* **Instrução 1**
Mostra todas as linhas da listagem abaixo que contêm a palavra "leather".

* **Excerto do texto**
+ + + +

Entretanto, penso que é importante estar atento ao novo presidente da Portos dos Açores. Não quero fazer juízos prematuros, mas vejo sinais de uma campanha em curso que temo não ser de esclarecimento, mas de intoxicação. Veremos.

Digo isto porque se fala de estudos, reconhece-se «alguma» agitação» no porto, mostra-se disponibilidade para debater, mas não há um papel, nem vontade de o elaborar, em que possamos ler qual a real dimensão deste problema.

Não seria bom, de uma vez por todas, mostrar por «a+b» que, afinal, a agitação marítima no porto é «x», acontece na zona «y» e a sua repercussão é «z»?
Não seria ótimo fazer um desenho e mostrar que as causas da agitação têm origem «aqui», que é preciso alterar qualquer coisa «ali» para que o efeito não se faça sentir «acolá»?

Estou a insistir na agitação por dois motivos: porque acho que é o principal prejuízo de que o nosso porto está a ser vítima e porque não vejo nenhuma vontade de resolver a questão.

A terminar este estendal tenho que dizer que esperava mais de algumas pessoas que se instituem paladinos desta causa, uma das mais prementes dos últimos anos no Faial.

+ + + +

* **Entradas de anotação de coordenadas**
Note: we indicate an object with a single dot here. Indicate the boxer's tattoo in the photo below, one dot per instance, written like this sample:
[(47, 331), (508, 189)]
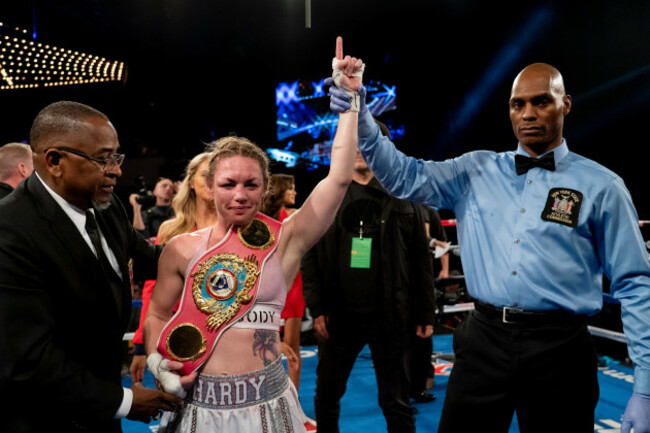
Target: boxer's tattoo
[(265, 343)]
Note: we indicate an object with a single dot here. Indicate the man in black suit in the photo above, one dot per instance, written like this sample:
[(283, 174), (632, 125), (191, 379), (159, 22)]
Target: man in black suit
[(64, 283)]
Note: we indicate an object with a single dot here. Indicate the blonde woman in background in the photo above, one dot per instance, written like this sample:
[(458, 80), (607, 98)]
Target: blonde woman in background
[(194, 209)]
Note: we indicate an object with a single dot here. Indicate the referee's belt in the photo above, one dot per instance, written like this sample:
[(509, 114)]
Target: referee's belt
[(515, 315)]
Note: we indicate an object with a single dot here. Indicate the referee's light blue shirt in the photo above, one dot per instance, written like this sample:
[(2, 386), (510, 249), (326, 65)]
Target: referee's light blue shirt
[(540, 240)]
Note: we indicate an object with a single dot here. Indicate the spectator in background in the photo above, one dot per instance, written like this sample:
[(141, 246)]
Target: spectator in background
[(148, 221), (369, 281), (421, 371), (283, 194), (15, 165)]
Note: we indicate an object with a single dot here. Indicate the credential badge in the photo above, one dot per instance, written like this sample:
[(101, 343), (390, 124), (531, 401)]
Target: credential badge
[(563, 206)]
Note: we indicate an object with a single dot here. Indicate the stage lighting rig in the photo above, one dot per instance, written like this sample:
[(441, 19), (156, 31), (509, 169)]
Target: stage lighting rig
[(27, 64)]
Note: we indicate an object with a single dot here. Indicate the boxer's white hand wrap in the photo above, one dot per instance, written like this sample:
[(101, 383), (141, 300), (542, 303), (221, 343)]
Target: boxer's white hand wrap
[(171, 382), (355, 101)]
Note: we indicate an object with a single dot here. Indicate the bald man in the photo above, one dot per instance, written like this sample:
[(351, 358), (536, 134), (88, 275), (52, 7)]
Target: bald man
[(538, 228), (15, 165)]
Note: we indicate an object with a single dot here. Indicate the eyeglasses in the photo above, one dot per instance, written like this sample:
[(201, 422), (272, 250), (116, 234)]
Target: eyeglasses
[(106, 163)]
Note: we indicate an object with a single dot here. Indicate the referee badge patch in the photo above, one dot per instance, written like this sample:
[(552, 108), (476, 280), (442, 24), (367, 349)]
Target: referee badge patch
[(563, 206)]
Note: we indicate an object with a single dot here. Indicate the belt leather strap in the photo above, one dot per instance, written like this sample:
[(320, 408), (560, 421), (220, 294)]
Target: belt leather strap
[(514, 315), (219, 289)]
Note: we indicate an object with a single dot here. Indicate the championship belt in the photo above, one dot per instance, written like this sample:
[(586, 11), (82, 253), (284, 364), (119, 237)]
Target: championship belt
[(220, 288)]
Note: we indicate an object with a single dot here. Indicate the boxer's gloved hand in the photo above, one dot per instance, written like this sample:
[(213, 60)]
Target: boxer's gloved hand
[(341, 101), (637, 414), (163, 370)]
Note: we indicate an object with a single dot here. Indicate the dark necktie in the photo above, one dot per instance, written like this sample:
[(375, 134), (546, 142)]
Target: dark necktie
[(524, 163), (114, 279)]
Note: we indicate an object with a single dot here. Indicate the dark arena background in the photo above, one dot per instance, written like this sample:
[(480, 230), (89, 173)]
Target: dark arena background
[(173, 75)]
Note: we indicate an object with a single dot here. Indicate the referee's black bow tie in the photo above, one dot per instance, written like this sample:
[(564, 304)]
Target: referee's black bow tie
[(524, 163)]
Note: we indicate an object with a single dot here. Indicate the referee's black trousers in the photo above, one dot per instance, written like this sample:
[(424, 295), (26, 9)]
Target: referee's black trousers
[(546, 374)]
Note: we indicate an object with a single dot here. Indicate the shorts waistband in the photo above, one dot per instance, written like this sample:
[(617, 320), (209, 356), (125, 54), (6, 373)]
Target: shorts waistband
[(229, 392), (519, 316)]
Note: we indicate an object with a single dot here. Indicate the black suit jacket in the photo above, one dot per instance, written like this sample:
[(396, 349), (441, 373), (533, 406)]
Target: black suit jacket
[(60, 327)]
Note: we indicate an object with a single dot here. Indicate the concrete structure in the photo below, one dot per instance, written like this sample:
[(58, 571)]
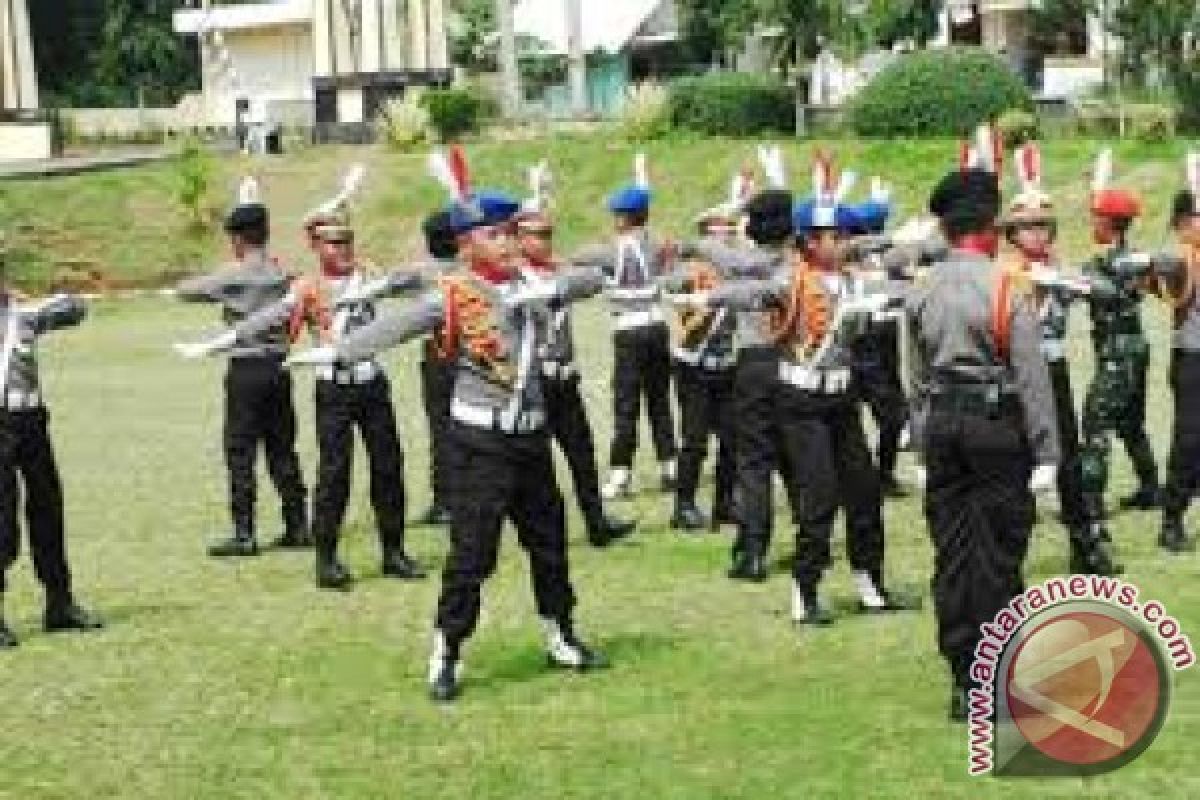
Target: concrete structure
[(329, 64), (24, 134)]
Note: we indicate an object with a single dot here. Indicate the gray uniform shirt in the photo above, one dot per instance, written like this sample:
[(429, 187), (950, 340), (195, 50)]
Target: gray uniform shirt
[(521, 331), (952, 342), (241, 290), (27, 324)]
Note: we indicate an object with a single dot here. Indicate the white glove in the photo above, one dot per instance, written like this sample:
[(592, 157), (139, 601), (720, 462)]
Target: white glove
[(313, 358), (533, 293), (689, 300), (1043, 479), (193, 350)]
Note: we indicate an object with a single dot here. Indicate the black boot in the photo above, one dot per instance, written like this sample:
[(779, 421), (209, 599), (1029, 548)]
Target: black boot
[(749, 563), (1174, 537), (1146, 498), (63, 613), (297, 533), (436, 515), (241, 545), (688, 517), (396, 564), (1090, 552), (604, 530), (567, 651)]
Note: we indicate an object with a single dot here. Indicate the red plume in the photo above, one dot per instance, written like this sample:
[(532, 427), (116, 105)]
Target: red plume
[(460, 169)]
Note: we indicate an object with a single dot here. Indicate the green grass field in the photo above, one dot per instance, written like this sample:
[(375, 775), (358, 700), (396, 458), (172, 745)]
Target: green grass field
[(241, 680)]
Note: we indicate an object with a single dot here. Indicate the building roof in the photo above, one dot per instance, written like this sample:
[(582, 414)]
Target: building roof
[(609, 25), (241, 17)]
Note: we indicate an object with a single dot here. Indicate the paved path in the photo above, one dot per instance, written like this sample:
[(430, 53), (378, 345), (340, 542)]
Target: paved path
[(76, 164)]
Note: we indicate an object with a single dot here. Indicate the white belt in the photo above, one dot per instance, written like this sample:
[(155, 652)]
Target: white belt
[(635, 293), (631, 319), (556, 371), (1054, 349), (490, 419), (360, 373), (708, 362), (21, 401), (825, 382)]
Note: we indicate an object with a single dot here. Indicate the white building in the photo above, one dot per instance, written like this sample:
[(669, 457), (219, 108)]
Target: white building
[(309, 62)]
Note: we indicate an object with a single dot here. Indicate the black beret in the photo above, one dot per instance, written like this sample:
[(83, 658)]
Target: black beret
[(250, 216), (1185, 205)]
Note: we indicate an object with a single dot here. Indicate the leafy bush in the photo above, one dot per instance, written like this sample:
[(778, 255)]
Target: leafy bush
[(403, 124), (1018, 127), (937, 92), (1151, 121), (646, 113), (730, 103), (453, 112), (193, 172)]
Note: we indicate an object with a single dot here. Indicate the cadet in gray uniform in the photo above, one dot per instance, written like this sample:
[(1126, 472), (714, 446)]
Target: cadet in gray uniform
[(25, 451), (258, 391), (489, 319), (1180, 287), (984, 414)]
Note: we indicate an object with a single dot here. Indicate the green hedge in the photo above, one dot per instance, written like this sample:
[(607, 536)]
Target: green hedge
[(937, 92), (726, 103), (453, 112)]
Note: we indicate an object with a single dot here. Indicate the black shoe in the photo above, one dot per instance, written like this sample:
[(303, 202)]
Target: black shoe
[(444, 686), (241, 545), (396, 564), (331, 575), (749, 565), (1174, 539), (688, 518), (1144, 499), (959, 704), (7, 638), (67, 615), (607, 530), (436, 515)]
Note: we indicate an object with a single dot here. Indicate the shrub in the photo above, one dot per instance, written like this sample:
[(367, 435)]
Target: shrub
[(1018, 127), (730, 103), (453, 112), (937, 92), (646, 113), (403, 124)]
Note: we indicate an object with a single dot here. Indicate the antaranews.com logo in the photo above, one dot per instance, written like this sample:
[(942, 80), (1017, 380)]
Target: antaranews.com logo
[(1072, 678)]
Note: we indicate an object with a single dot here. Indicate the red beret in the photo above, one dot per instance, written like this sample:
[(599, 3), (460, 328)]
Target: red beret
[(1115, 203)]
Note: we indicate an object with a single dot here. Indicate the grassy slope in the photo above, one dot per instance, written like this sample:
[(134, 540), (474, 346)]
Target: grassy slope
[(240, 680)]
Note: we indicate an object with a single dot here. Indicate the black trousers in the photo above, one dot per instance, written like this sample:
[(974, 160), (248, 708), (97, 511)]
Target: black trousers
[(979, 511), (25, 450), (641, 368), (706, 408), (502, 476), (1183, 463), (437, 388), (259, 410), (877, 374), (1071, 471), (567, 419), (828, 467), (340, 410), (756, 444)]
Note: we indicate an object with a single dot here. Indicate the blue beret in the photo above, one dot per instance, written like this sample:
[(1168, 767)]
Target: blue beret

+ + + +

* **Instrução 2**
Responde às perguntas seguintes com base no excerto sobre o porto:
(a) De que entidade é o novo presidente referido no início?
(b) Quais são os dois motivos apontados para a insistência na agitação?
(c) Onde é que a causa em questão é considerada uma das mais prementes dos últimos anos?

* **Resposta completa 1**
Note: we indicate an object with a single dot here. Indicate the belt leather strap in the photo above, one dot per instance, written like this sample:
Target: belt leather strap

* **Resposta completa 2**
(a) Da Portos dos Açores.
(b) Por ser o principal prejuízo de que o porto está a ser vítima e por não se ver nenhuma vontade de resolver a questão.
(c) No Faial.